**Problem to solve**
Rewrite the listing below as a Markdown table with two columns, No. and Line, numbering each line in order and skipping any blank lines.

**Rows from a pointing dataset**
_ _ _ _
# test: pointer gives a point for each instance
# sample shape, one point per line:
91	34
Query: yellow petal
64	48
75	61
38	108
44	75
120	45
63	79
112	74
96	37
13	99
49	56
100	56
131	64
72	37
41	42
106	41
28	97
_ _ _ _
**Exercise solution**
| No. | Line |
|---|---|
| 1 | # test: pointer gives a point for each instance |
| 2 | # sample shape, one point per line: |
| 3 | 91	34 |
| 4 | Query: yellow petal |
| 5 | 64	48 |
| 6 | 75	61 |
| 7 | 38	108 |
| 8 | 44	75 |
| 9 | 120	45 |
| 10 | 63	79 |
| 11 | 112	74 |
| 12 | 96	37 |
| 13 | 13	99 |
| 14 | 49	56 |
| 15 | 100	56 |
| 16 | 131	64 |
| 17 | 72	37 |
| 18 | 41	42 |
| 19 | 106	41 |
| 20 | 28	97 |